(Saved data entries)
## BEGIN

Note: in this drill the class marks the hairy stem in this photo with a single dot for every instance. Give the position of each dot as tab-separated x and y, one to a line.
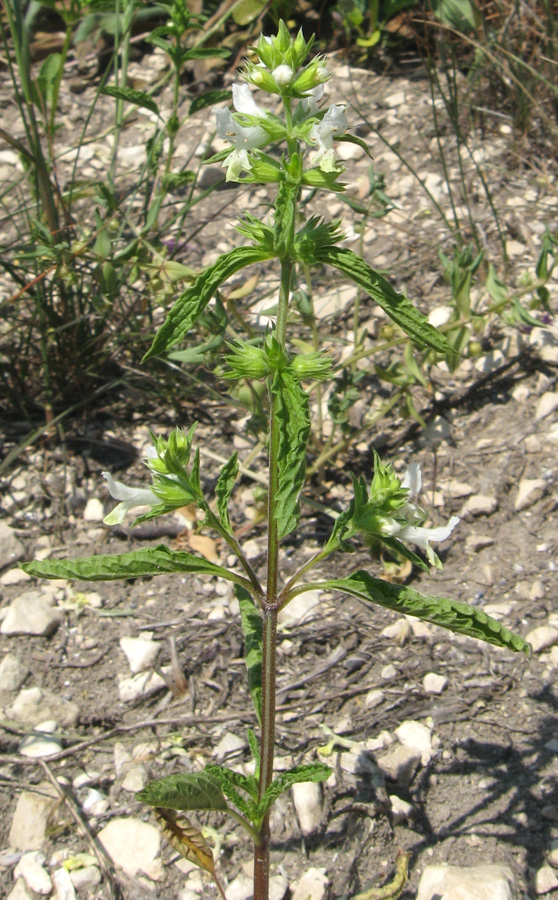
270	607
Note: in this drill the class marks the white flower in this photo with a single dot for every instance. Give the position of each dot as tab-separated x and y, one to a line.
283	75
310	103
244	137
421	537
244	102
129	497
412	480
412	532
333	122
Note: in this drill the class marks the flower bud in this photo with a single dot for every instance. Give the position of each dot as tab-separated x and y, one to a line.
283	75
312	366
246	361
310	77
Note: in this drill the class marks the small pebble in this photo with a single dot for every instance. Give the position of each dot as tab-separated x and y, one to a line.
433	683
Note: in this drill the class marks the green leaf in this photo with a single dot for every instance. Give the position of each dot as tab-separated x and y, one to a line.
131	95
253	643
223	489
247	10
314	177
150	561
206	53
462	15
176	180
192	302
291	410
208	99
285	210
197	790
497	289
230	781
451	614
397	306
309	772
255	750
48	75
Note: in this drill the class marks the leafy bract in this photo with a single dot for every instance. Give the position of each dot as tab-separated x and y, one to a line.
206	53
253	641
397	306
451	614
285	208
308	772
230	782
208	99
148	561
196	790
132	95
192	302
223	489
185	838
291	409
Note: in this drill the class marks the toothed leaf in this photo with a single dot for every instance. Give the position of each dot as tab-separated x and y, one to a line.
451	614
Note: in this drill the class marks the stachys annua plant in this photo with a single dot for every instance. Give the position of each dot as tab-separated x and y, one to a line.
385	510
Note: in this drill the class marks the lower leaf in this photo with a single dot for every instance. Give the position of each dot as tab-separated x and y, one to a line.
451	614
185	838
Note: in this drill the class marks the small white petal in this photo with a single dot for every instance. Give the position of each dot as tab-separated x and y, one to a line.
413	480
130	496
422	536
309	104
244	102
283	75
225	123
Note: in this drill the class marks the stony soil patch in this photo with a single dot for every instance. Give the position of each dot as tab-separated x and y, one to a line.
438	745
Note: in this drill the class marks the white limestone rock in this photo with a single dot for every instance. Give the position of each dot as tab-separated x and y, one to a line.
11	548
546	405
94	510
546	880
14	576
12	673
131	844
400	764
301	608
31	869
476	542
240	888
229	745
542	637
86	878
63	886
487	882
416	736
39	746
373	698
31	614
144	684
29	823
401	810
21	892
308	801
312	886
480	505
141	653
35	705
433	683
529	491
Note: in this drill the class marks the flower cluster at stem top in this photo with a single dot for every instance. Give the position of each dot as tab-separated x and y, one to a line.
280	70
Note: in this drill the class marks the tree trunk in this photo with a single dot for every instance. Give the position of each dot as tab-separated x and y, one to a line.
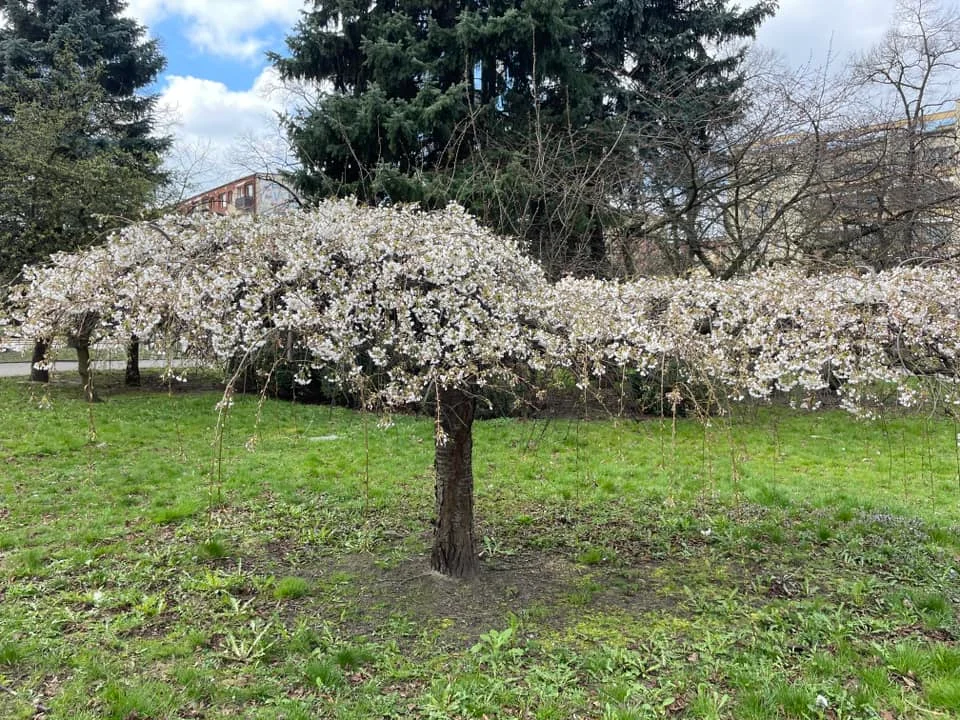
40	348
82	345
131	376
454	550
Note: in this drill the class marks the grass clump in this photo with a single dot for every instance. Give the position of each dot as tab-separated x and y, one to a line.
291	588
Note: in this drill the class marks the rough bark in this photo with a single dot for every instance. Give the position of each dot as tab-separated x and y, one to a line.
39	355
82	345
454	548
131	375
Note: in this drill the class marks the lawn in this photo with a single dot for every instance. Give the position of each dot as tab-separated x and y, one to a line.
773	564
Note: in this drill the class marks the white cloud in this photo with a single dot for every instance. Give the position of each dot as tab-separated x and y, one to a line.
813	31
229	28
220	134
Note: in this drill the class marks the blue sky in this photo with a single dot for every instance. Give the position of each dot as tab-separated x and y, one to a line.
220	96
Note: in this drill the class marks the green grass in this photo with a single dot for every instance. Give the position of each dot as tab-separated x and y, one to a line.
769	565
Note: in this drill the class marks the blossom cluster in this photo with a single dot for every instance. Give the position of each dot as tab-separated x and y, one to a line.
421	298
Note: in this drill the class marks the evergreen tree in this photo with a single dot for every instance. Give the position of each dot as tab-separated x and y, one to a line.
509	106
77	149
89	38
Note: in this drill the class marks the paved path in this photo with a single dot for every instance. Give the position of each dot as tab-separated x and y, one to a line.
70	366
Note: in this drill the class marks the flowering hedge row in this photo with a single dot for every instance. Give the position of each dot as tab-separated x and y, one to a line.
434	298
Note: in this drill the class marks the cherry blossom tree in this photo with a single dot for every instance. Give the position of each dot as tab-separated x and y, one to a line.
396	305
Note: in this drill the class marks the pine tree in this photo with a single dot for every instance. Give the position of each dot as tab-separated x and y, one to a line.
78	153
506	106
44	38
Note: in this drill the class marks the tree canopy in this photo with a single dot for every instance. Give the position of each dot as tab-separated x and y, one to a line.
399	304
508	107
77	139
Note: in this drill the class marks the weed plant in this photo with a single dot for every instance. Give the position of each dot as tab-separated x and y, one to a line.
769	565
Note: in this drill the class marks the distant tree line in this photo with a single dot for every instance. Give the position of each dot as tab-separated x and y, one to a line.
627	138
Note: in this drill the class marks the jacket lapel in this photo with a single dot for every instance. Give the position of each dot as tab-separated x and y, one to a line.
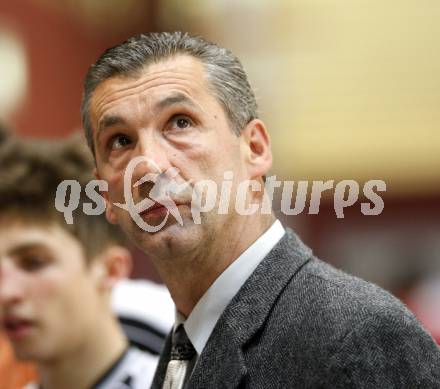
222	362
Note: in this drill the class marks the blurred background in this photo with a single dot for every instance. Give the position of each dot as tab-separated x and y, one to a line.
349	89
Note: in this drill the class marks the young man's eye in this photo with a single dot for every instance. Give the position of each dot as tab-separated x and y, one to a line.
119	141
33	262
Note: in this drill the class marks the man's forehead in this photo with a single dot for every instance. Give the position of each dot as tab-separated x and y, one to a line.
183	70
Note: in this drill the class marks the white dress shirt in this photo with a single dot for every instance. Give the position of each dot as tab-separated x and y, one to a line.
203	318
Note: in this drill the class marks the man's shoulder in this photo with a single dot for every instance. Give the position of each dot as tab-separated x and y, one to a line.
338	298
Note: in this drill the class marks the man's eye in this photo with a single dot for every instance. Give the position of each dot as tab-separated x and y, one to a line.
180	122
32	262
119	141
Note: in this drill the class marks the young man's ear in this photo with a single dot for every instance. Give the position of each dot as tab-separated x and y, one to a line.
257	148
112	266
109	211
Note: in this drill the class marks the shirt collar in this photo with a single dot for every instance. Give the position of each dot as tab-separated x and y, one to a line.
203	318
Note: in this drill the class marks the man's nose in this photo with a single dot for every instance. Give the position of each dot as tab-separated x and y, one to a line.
154	157
11	290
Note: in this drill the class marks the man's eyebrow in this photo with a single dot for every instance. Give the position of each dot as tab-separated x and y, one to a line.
109	121
175	99
24	248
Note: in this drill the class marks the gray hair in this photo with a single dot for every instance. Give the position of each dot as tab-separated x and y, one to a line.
225	74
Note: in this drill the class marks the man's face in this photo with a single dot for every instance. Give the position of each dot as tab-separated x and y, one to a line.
169	116
48	299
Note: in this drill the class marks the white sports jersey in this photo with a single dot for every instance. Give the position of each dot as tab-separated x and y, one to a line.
134	370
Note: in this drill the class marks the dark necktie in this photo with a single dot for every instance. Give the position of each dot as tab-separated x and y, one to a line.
179	366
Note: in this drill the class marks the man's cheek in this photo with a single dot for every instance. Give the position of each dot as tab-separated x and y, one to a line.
116	187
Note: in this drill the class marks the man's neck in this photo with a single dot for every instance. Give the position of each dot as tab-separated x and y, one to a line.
187	284
83	367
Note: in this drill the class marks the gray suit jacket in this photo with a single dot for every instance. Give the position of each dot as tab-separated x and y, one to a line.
299	323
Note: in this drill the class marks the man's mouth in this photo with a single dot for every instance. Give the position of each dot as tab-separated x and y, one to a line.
16	328
155	210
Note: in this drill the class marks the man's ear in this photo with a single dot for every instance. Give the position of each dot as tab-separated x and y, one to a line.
109	208
113	265
257	148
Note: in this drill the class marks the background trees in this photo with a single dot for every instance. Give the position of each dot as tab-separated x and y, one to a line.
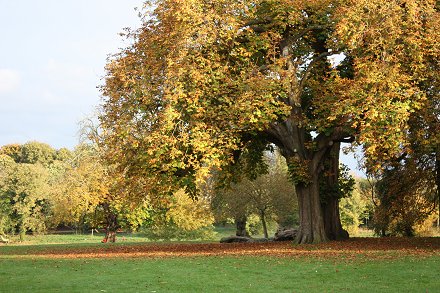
205	80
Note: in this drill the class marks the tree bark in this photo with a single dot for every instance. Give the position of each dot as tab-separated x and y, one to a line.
311	229
330	206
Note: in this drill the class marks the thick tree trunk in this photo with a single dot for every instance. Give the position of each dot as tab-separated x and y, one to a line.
240	223
311	229
330	206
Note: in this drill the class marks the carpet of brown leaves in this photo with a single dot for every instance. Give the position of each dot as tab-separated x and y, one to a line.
370	248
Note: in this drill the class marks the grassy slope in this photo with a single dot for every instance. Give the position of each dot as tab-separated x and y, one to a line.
219	274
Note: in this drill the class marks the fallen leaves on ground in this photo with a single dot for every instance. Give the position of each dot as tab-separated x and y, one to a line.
371	248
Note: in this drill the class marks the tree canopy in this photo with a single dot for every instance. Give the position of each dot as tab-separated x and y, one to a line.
207	81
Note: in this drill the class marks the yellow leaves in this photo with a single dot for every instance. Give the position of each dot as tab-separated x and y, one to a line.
189	214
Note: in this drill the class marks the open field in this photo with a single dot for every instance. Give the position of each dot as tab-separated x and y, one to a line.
357	265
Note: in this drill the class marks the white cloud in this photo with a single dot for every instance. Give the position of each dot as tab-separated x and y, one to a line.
9	80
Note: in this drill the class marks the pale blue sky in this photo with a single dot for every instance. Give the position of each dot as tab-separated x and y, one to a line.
52	57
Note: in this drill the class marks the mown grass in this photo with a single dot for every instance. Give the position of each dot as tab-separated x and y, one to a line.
219	274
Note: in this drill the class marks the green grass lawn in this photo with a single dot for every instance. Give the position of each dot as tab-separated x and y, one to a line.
22	271
219	274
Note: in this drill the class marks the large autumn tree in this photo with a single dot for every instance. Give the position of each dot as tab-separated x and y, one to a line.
207	81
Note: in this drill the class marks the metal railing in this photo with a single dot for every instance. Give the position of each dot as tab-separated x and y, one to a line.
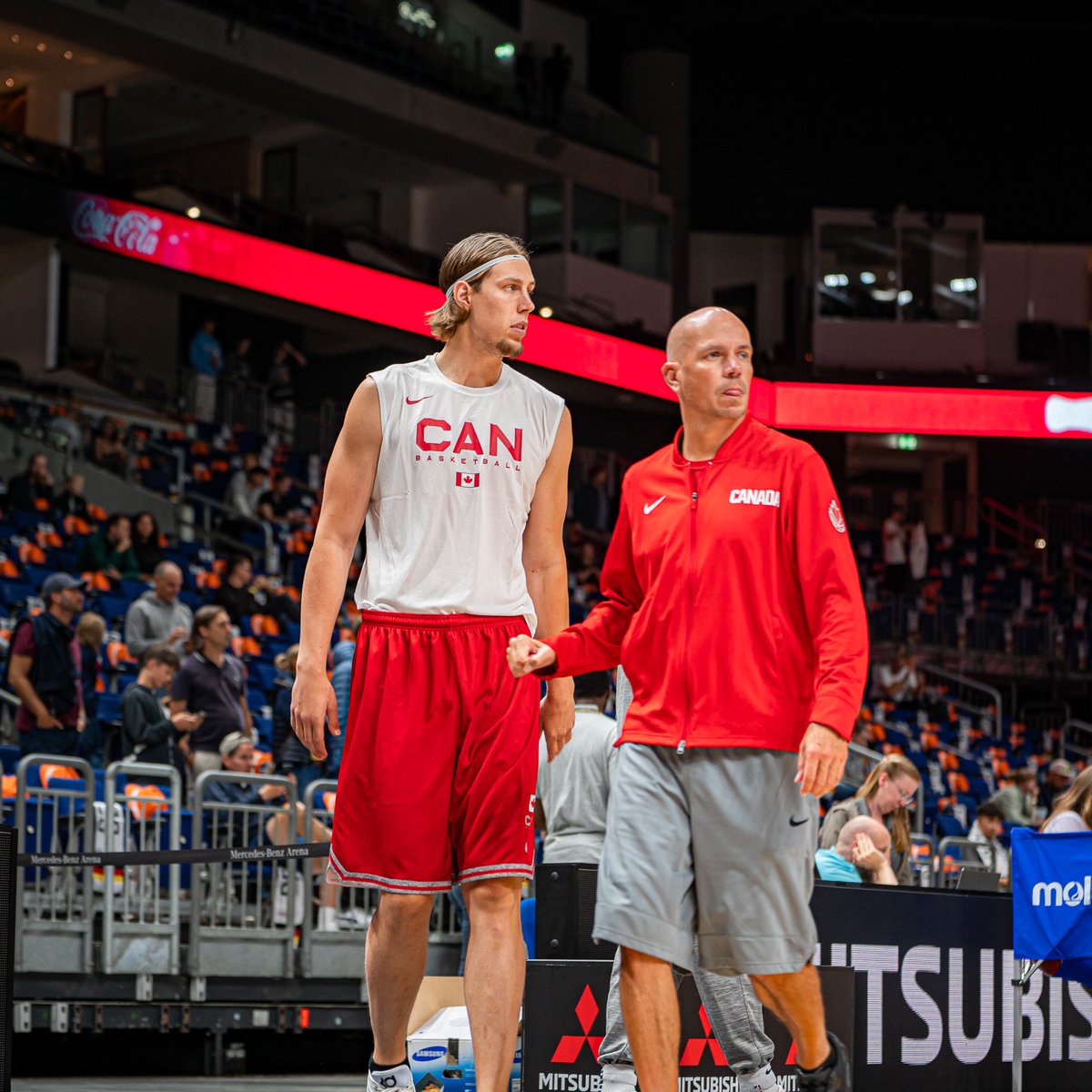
967	693
1075	741
55	905
329	954
244	912
141	904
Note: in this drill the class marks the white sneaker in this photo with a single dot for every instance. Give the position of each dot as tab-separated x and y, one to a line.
618	1078
398	1079
764	1080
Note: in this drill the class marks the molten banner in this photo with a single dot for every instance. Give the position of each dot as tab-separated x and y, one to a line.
1052	900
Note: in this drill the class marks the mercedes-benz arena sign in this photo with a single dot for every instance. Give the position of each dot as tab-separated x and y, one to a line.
228	257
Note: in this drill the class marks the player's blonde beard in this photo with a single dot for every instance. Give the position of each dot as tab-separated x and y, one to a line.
511	348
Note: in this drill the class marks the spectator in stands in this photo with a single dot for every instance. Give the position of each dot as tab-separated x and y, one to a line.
239	366
557	69
110	551
895	551
591	508
573	789
147	730
293	758
71	500
90	632
887	792
238	757
987	828
857	765
917	551
33	490
861	855
158	617
1073	812
1018	802
108	448
243	594
213	682
282	389
44	671
1059	776
247	485
207	361
341	680
899	681
147	544
279	503
65	430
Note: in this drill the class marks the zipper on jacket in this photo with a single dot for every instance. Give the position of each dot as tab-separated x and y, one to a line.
681	746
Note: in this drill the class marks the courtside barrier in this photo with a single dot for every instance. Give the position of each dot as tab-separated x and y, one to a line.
244	910
55	814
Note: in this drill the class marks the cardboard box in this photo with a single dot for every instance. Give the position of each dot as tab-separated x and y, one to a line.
440	1046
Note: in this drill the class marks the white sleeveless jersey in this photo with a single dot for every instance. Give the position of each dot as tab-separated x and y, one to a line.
457	473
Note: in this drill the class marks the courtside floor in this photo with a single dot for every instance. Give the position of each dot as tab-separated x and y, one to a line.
298	1082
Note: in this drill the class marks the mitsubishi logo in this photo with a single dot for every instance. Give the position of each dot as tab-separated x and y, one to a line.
696	1047
569	1046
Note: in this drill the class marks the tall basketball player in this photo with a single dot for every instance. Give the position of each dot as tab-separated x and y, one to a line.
458	467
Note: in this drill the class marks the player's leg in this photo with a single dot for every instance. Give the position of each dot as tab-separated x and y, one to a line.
651	1010
394	966
735	1016
393	812
492	834
644	902
753	846
496	960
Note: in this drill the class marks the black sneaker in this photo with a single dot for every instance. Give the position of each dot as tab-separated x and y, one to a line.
833	1078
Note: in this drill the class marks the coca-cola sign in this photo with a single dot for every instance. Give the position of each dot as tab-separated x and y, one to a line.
94	221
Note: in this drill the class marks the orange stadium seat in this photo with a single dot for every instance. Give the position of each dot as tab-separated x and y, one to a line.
117	653
49	773
76	525
31	554
146	801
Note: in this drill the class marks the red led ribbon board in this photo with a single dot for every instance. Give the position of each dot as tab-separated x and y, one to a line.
228	257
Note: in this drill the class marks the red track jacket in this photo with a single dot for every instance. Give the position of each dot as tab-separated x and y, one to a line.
733	600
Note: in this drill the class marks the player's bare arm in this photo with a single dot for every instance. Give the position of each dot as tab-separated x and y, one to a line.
349	479
547	580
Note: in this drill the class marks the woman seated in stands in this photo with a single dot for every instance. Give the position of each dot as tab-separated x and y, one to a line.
238	753
891	785
108	448
1074	808
243	594
71	500
147	544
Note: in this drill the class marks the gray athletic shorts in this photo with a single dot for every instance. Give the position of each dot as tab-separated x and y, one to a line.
716	842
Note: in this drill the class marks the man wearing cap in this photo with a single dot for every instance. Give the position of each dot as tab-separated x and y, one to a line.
1059	776
44	671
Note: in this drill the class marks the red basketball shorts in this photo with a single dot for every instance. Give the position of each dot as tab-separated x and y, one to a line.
440	758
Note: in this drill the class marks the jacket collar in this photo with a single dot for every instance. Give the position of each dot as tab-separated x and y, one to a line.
724	453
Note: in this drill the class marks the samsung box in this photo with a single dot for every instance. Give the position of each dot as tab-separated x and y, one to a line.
440	1052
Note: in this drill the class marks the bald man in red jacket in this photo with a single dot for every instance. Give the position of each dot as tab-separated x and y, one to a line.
732	600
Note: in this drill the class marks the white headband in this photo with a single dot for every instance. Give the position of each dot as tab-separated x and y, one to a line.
480	268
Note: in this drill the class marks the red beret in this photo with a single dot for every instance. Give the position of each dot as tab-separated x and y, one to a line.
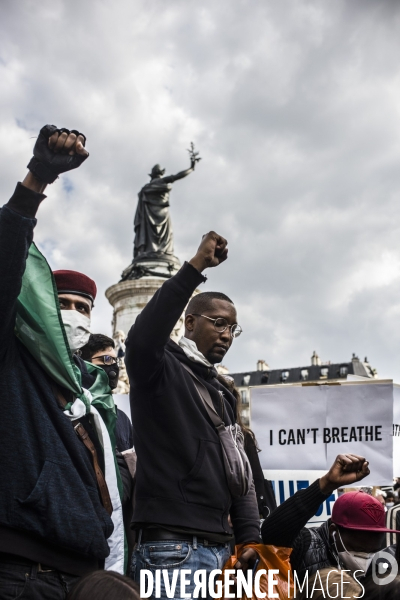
73	282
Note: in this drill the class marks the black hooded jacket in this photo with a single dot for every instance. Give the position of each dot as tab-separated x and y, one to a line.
180	474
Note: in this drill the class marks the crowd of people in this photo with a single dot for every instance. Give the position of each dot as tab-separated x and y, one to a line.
88	501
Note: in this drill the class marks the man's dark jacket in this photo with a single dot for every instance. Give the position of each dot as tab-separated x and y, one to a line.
180	478
286	527
50	510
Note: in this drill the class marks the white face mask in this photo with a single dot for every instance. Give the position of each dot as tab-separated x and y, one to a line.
77	328
354	561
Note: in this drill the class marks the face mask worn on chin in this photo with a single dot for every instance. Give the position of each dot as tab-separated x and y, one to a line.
77	328
113	374
351	560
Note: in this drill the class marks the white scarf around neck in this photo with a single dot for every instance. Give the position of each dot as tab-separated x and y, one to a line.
190	349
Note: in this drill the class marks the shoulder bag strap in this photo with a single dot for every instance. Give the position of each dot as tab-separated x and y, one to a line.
101	482
206	397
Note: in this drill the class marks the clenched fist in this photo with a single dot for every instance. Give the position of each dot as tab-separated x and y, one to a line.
345	471
57	151
212	252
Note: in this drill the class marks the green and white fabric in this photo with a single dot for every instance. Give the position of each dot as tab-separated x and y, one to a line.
40	328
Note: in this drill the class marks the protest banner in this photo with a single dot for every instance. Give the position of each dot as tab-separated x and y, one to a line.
304	427
286	483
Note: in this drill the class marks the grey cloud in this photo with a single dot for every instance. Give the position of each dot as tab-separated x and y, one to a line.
294	109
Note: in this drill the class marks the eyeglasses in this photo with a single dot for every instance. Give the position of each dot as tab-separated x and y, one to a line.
222	324
108	360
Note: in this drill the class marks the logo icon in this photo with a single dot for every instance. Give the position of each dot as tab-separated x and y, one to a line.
384	568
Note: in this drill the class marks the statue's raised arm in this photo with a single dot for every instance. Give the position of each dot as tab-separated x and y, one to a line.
194	158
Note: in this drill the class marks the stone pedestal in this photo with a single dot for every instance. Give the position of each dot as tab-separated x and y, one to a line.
128	298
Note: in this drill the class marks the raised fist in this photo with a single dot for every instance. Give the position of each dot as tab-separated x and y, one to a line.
347	470
57	151
212	252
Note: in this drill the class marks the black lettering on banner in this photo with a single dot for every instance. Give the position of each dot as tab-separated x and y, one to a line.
327	437
396	429
335	435
301	436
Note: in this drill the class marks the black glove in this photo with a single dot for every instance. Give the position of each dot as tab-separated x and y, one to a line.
45	164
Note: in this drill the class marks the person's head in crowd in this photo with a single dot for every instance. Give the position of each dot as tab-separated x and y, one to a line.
76	296
389	500
100	351
105	585
387	591
358	529
211	323
330	583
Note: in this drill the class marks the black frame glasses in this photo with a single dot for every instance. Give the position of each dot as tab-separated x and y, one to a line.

## END

INSTRUCTIONS FOR THE TASK:
Print again the material above, limited to the lines from the one holding "Note: in this drill the class marks the statue's" through the last, inclusive.

CORRECT OUTPUT:
Note: in this drill the class marks the statue's raised arm in this photo with a single dot for every instance. Give the position of each dot as tab-separated x and y, one to a line.
194	158
Note: in this drill the class marks the stone pedestal in this photo with a single dot for every instance. Give the position of each dot as tab-separated x and y, one to a line.
128	298
Note: in this drill the class marks the raised fist in this photo with a single dot for every instance. Give the position of each dot as tab-separated x and y, one to a line.
347	470
57	151
212	252
Note: in this drill the class marks the black lettering on banner in this photo with a single dot for every instance. Give the position of each dot as tab-separated x and y, one to a line.
327	437
396	429
335	435
301	436
Note: in this drill the class marks the black glove in this photo with a single dot for every instance. Give the position of each dot as tab-separated x and y, one to a line.
45	164
Note: in this drill the class marks the person's head in crowd in this photo with a single dot for every instance. Give the position of each dot as tab-separated x and y, one to a line.
76	296
389	500
100	351
105	585
387	591
358	529
211	323
330	583
Note: in this drill the class marks the black frame glasses in this photo with a single dot for every instance. Give the position of each dot as tab-separated x and y, one to a line.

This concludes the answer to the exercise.